If you’re wondering “When do kids stop wetting the bed?” — or if you googled the question — you’re not alone.
Parenting a child who wets the bed can be exhausting, but it’s important to maintain a calm, supportive attitude while you help him or her clean things up. After all, your kid isn’t doing it on purpose and they most likely want to get a full night of sleep, too.
Though the underlying reasons for regular bed-wetting vary, you’ll be happy to know that you’re not the only parent washing sheets at night. In fact, it’s estimated that in the United States alone, up to 5 million kids struggle with peeing their beds at any given time. Unless it’s accompanied by other symptoms, peeing the bed is usually a normal childhood behavior that shouldn’t cause alarm.
When Do Kids Stop Wetting the Bed?
No two kids are exactly alike, so it’s impossible to determine when your child will wake up wet for the last time. However, the frequency of bed-wetting generally reaches its highest point at age 5, with 20 percent of kindergarten-aged kids regularly waking up wet. As children continue to grow older, the frequency of nighttime urination tends to decline, with just 10 percent of 7-year-olds wetting the bed.
While most kids stop urinating in their beds by the time they reach 7, there are a few who may go on to continue waking up wet through the age of 10 or even older. If this is the case for your child, it may be time to visit the doctor and find out if there is something physical or psychological causing your child to continue urinating in the bed.
What Causes Bed-Wetting?
Most commonly, urinating the bed is caused by one of the following reasons:
- Urethral valve or ureter abnormalities
- Genetic factors (wetting the bed commonly runs in families)
- Abnormally slow central nervous system development
- Abnormalities in the spinal cord
- Insufficient antidiuretic hormone
- Difficulty rousing from sleep
- Sleep disturbances (including sleep apnea)
- Illness, life changes or other disruptions in normal routine
Before your child can stay dry through the night, some physical milestones must be met. Specifically, the bladder, muscles, and brain must all be developed enough to work together to prevent urinating while sleeping. The nerves attached to the bladder need to wake them at night when it’s time to go potty and the bladder needs to be capable of storing urine instead of releasing it while she’s sleeping.
When Should I Be Concerned?
As stated already, peeing in the bed is normal and usually isn’t a cause for concern. However, if your little one shows other concerning symptoms along with peeing the bed, it’s probably time to schedule a visit with your pediatrician. Here are a few indications there may be a more serious problem:
- Pain when urinating (this can indicate a urinary tract infection)
- Gasping for breath or snoring at night (these are signs of sleep apnea)

--------

## Assigned task:
Answer these from the text on bed-wetting:
(a) At what age does the frequency of bed-wetting generally reach its highest point?
(b) What percentage of 7-year-olds wet the bed?
(c) What symptom can indicate a urinary tract infection?
The material has no connection to this text.

--------

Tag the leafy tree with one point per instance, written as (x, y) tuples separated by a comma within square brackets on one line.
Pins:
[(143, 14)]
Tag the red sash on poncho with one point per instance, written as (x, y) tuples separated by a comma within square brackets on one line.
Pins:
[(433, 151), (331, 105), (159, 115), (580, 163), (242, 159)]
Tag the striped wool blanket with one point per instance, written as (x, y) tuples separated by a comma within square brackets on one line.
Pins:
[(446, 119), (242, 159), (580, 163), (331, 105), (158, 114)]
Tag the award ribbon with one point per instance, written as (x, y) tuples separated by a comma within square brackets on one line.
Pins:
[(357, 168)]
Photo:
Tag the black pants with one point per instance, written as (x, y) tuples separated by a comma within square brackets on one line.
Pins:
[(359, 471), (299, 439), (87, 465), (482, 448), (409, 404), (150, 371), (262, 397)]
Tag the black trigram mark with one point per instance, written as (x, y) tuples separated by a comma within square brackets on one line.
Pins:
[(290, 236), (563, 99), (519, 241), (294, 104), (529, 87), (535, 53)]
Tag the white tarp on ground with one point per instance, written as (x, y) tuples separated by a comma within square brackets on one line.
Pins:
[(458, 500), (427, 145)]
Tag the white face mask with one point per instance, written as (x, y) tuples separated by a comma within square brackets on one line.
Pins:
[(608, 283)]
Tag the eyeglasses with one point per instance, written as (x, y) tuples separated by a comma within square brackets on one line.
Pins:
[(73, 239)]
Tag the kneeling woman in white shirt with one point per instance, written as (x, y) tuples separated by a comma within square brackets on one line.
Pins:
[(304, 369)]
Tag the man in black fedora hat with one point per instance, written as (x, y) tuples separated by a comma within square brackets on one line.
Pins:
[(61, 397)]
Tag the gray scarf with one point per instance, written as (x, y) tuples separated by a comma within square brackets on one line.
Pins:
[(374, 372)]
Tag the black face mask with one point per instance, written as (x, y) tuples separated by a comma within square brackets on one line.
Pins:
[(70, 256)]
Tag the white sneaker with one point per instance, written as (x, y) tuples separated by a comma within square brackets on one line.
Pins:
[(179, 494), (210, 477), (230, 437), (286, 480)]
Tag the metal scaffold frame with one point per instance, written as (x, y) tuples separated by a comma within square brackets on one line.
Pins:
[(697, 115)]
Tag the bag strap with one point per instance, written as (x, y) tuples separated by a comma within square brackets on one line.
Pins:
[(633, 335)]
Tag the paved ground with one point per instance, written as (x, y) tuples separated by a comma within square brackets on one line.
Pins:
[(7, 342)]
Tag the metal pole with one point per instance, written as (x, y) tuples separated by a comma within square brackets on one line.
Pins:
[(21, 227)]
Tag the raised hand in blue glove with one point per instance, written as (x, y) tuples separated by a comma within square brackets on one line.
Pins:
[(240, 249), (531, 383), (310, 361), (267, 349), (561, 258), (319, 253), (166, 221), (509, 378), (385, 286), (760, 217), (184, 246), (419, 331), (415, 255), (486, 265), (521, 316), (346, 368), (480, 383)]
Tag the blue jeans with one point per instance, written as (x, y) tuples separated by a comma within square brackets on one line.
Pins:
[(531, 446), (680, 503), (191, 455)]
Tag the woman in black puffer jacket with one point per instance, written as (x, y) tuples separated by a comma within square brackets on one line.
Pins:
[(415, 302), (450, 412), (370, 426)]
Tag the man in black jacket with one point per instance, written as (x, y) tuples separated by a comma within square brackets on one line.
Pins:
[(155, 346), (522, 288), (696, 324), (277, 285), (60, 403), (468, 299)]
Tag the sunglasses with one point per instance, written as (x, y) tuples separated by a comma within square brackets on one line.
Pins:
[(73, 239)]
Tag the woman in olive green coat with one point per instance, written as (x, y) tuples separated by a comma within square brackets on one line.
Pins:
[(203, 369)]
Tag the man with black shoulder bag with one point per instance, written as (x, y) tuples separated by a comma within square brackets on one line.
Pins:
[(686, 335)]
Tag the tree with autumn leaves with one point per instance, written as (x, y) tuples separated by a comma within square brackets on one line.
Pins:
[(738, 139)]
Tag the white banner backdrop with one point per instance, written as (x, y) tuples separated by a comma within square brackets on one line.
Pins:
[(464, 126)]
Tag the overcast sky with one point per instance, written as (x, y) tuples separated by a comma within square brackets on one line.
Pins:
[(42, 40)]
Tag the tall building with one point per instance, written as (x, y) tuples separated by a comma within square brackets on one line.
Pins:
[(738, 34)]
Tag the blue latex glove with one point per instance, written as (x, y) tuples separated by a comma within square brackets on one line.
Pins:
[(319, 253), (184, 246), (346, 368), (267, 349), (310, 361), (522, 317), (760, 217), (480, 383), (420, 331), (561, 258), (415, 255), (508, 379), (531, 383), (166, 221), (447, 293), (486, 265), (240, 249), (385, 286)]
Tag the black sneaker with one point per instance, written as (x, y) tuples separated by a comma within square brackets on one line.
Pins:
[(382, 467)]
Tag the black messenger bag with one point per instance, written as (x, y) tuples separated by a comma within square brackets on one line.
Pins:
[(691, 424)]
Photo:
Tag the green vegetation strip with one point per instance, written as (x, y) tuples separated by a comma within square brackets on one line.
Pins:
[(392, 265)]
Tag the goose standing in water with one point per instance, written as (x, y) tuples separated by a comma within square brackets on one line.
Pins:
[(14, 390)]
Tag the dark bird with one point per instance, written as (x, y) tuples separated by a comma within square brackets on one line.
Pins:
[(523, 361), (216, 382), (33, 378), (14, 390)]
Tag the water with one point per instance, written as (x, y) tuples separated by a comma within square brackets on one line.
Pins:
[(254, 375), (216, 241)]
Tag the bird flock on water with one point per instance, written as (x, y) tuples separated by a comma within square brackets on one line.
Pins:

--------

## Answer to this problem:
(a) Age 5
(b) 10 percent
(c) Pain when urinating